WORK TASK: Once the pictures are set aside, output all the records exactly.

○ ○ ○ ○ ○

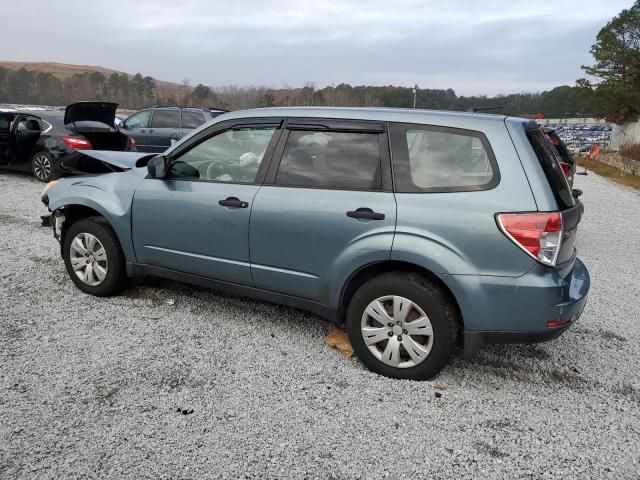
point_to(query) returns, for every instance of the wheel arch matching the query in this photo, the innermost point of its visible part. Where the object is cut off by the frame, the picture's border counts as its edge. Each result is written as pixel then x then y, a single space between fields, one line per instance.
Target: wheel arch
pixel 367 272
pixel 74 212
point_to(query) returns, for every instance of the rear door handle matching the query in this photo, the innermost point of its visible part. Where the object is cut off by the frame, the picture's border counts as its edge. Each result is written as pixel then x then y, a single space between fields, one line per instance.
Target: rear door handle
pixel 233 202
pixel 365 213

○ ○ ○ ○ ○

EXERCISE RESULT:
point_to(query) returns, for every instance of the wheel arch matching the query in this photo, the innermost point of its visible part. Where the object is cut off by the frame, the picture's border counts as its edge. Each result is written as pixel then x then y, a single space between fields, one line per instance.
Target: wheel arch
pixel 367 272
pixel 74 212
point_to(query) returns, for every instance of the rear door handle matching the query in this photo, the innermost point of its visible part. Where the object is cut off by the frame, the picture's border counts as its edge. Each result is written as pixel then x then y, a single space between fields, one line per instance.
Target: rear door handle
pixel 233 202
pixel 365 213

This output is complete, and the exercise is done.